--- Begin ---

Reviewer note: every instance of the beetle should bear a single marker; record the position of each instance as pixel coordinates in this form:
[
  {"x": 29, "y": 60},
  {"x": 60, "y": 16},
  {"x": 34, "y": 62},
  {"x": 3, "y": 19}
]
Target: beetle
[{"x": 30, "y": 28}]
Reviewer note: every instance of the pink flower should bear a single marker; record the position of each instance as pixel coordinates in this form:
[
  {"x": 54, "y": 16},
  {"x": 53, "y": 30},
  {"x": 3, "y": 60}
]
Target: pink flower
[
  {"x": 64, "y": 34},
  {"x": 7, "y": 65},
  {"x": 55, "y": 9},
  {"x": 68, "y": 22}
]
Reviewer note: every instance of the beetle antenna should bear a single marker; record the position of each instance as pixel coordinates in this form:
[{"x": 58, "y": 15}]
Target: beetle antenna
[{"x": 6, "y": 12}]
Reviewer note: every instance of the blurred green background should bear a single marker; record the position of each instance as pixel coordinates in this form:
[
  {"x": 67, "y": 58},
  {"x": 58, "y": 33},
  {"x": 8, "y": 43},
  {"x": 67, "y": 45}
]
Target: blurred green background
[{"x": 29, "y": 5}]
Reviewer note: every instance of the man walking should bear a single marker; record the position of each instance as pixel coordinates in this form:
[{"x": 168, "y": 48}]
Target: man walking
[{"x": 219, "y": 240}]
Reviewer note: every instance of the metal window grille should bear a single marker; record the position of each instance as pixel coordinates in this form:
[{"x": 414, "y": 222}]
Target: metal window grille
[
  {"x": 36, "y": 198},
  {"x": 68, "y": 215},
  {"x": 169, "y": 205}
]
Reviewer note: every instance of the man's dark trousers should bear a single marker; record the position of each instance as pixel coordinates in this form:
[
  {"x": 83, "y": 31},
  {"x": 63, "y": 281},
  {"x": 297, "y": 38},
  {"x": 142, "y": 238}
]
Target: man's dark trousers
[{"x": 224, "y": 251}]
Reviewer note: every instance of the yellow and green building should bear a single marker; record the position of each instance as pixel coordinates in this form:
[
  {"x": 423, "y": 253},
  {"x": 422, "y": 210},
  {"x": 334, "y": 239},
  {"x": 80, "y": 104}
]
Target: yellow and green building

--- End ---

◆ Set task
Retype every record above exactly as written.

◆ Full response
Reviewer note: every instance of the beetle should bear a single marker; record the position of each instance as pixel coordinates in this form:
[
  {"x": 29, "y": 60},
  {"x": 60, "y": 16},
  {"x": 34, "y": 62},
  {"x": 3, "y": 19}
]
Target: beetle
[{"x": 30, "y": 28}]
Reviewer note: every instance of the pink flower should bear a single marker; record the position of each instance as pixel coordinates in this form:
[
  {"x": 54, "y": 16},
  {"x": 53, "y": 30},
  {"x": 3, "y": 60}
]
Target: pink flower
[
  {"x": 64, "y": 34},
  {"x": 7, "y": 65},
  {"x": 55, "y": 9},
  {"x": 68, "y": 22}
]
Reviewer note: every instance of the beetle antenna should bear a single marker; record the position of each instance as pixel coordinates in this form:
[{"x": 58, "y": 15}]
Target: beetle antenna
[{"x": 6, "y": 12}]
Reviewer note: every instance of the blurred green background should bear a single marker; record the position of each instance as pixel coordinates in this form:
[
  {"x": 67, "y": 58},
  {"x": 58, "y": 33},
  {"x": 8, "y": 43},
  {"x": 67, "y": 45}
]
Target: blurred green background
[{"x": 29, "y": 5}]
Reviewer note: every instance of the man walking should bear a single marker; record the position of each instance as pixel coordinates in this form:
[{"x": 168, "y": 48}]
Target: man walking
[{"x": 219, "y": 240}]
Reviewer note: every instance of the metal window grille should bear a single marker; record the position of each instance as pixel coordinates in this form:
[{"x": 414, "y": 222}]
Target: metal window grille
[
  {"x": 36, "y": 198},
  {"x": 68, "y": 215},
  {"x": 169, "y": 205}
]
Reviewer note: every instance of the man's dark trousers should bear a single marker; record the position of each instance as pixel coordinates in this form:
[
  {"x": 83, "y": 31},
  {"x": 63, "y": 281},
  {"x": 297, "y": 38},
  {"x": 142, "y": 238}
]
Target: man's dark trousers
[{"x": 224, "y": 251}]
Reviewer note: every instance of the yellow and green building should bear a single marker; record the position of each instance as pixel coordinates in this form:
[
  {"x": 423, "y": 253},
  {"x": 422, "y": 210},
  {"x": 334, "y": 239},
  {"x": 80, "y": 104}
]
Target: yellow and green building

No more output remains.